### TEXTO DO DOCUMENTO:
---*---

O Alcorão é o guia de todo muçulmano, orientando-o em relação aos preceitos espirituais bem como ditando normas para sua vida, seja nos aspectos sociais, econômicos ou políticos. Os pontos que constituem o núcleo da doutrina islâmica são: o monoteísmo e a revelação por intermédio de Maomé e o não reconhecimento da Trindade do cristianismo, que segundo a crença, é uma quebra do monoteísmo puro.
Por ordem de Deus Altíssimo, no ano de 622, Mohammad e seu grupo de seguidores emigraram para Medina. Esse evento ficou conhecido na história como hégira (fuga). Mohammad lutava para obter o controle da cidade de Meca, com acesso à relíquia sagrada da Caaba. A relíquia sagrada é a pedra negra, que conforme a crença, quando desceu do paraíso era branca, mas os pecados dos filhos de Adão a tornaram negra. Na mesquita, na cidade de Meca, na Arábia Saudita, há no meio do templo, um cubo feito de granito preto, a casa sagrada de Deus.
No Alcorão são mencionados profetas, entre eles Adão, Noé, Abraão, Moisés, David, Salomão, Jesus, além do profeta Mohammad. No total, segundo a crença, foram enviados 124 mil profetas à Terra. A cisma no mundo islâmico começou na época de Ali. Desde a morte de Maomé, seus seguidores acreditavam que Ali, por ser o parente mais próximo do profeta, era o sucessor natural. O partido de Ali, ou Shiat Ali, formou a base para o ramo do islã que hoje é conhecido como Shia. Assim, a principal dissidência no islã não foi causada por uma divisão ideológica, mas por um desacordo sobre quem devia ser o líder. A facção xiita (Shiat Ali) acreditava que o líder devia ser um descendente direto do profeta, ao passo que a facção maior, a sunita, julgava que a liderança cabia ao indivíduo que de fato controlava o poder.
O islã, atualmente, não tem um califa como líder. Um dos fundamentos da religião islâmica é crer nos anjos de Alah – há anjos para diversas funções. Maomé é apenas um intermediário, pois a verdadeira revelação ocorre no próprio Corão. As obrigações religiosas dos muçulmanos ou as ações práticas são: o credo, a oração, a caridade, o jejum, o bem, o dízimo, e a peregrinação a Meca. Os pilares da religião são: Deus é único e justo, a crença nos profetas e nos imames (líderes espirituais que difundem os ensinamentos e rituais), e a ressurreição. Tem cerca de 1,6 bilhão de adeptos no mundo. A Indonésia conta, sozinha, com mais de 130 milhões de muçulmanos. Com o conjunto do subcontinente indiano (Paquistão, Índia, Bangladesh), tem-se aí os dois blocos mais fortes de muçulmanos do mundo.
Os rituais
De início, a oração ritual era feita com o rosto voltado para Jerusalém, consoante o costume judaico. Também o jejum, de um dia por ano, o de Ashura (décimo dia do primeiro mês do ano lunar) também havia sido instituído de acordo com o costume judaico. Com a resistência do núcleo judeu de aderir aos costumes impostos por Mohammad, mudou-se a direção da oração, e os muçulmanos passaram a orar voltados para a Caaba de Meca. Além disso, o jejum de Ashura foi substituído pelo jejum do mês de ramadã.

---*---

### REGISTROS DE DADOS:
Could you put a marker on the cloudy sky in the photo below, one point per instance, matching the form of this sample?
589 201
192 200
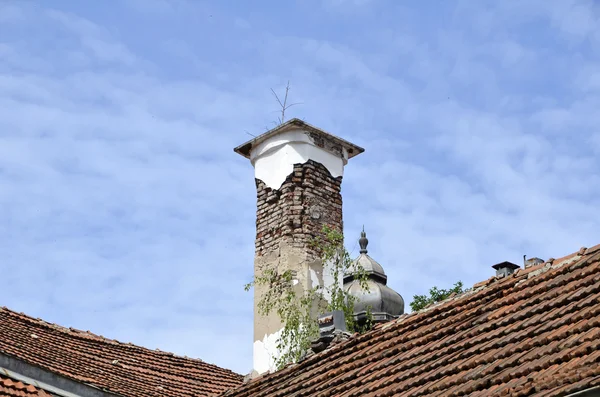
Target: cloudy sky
125 211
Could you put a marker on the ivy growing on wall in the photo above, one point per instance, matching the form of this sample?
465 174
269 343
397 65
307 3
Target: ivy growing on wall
299 306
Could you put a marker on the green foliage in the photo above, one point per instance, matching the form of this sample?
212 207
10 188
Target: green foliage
435 295
298 308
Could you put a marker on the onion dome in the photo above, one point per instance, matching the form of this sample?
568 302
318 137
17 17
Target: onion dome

---*---

### TAREFAS DO EXERCÍCIO:
1: Repita o trecho do texto sobre o islã entre "Por ordem de" e "sagrada de Deus.", inclusive, sem qualquer alteração.
2: Dê continuidade ao texto sobre o islã a partir do ponto em que ele termina.
Os registros não são necessários para resolver este exercício.

### RESPOSTAS ESPERADAS:
1:
Por ordem de Deus Altíssimo, no ano de 622, Mohammad e seu grupo de seguidores emigraram para Medina. Esse evento ficou conhecido na história como hégira (fuga). Mohammad lutava para obter o controle da cidade de Meca, com acesso à relíquia sagrada da Caaba. A relíquia sagrada é a pedra negra, que conforme a crença, quando desceu do paraíso era branca, mas os pecados dos filhos de Adão a tornaram negra. Na mesquita, na cidade de Meca, na Arábia Saudita, há no meio do templo, um cubo feito de granito preto, a casa sagrada de Deus.

2:
Os muçulmanos, a partir da puberdade, têm a obrigação, a título pessoal, de fazer suas cinco orações rituais diárias (são chamadas salah). A guerra santa é uma obrigação coletiva que é imposta à comunidade enquanto tal.
As orações rituais e o jejum de ramadã marcam a comunidade e mantêm a vitalidade do islã. Nas sextas-feiras, ao meio-dia, os homens têm que se reunir na mesquita para a oração comum que comporta também um sermão.
A invocação pronunciada no decurso da oração ritual, ao levantar-se da primeira inclinação profunda, é “Senhor! A ti o louvor” (Rabbanâ Iaka I-hamd).
Existem também as orações especiais para cada uma das grandes festas do ano e outras preces em diversas ocasiões, como nos funerais.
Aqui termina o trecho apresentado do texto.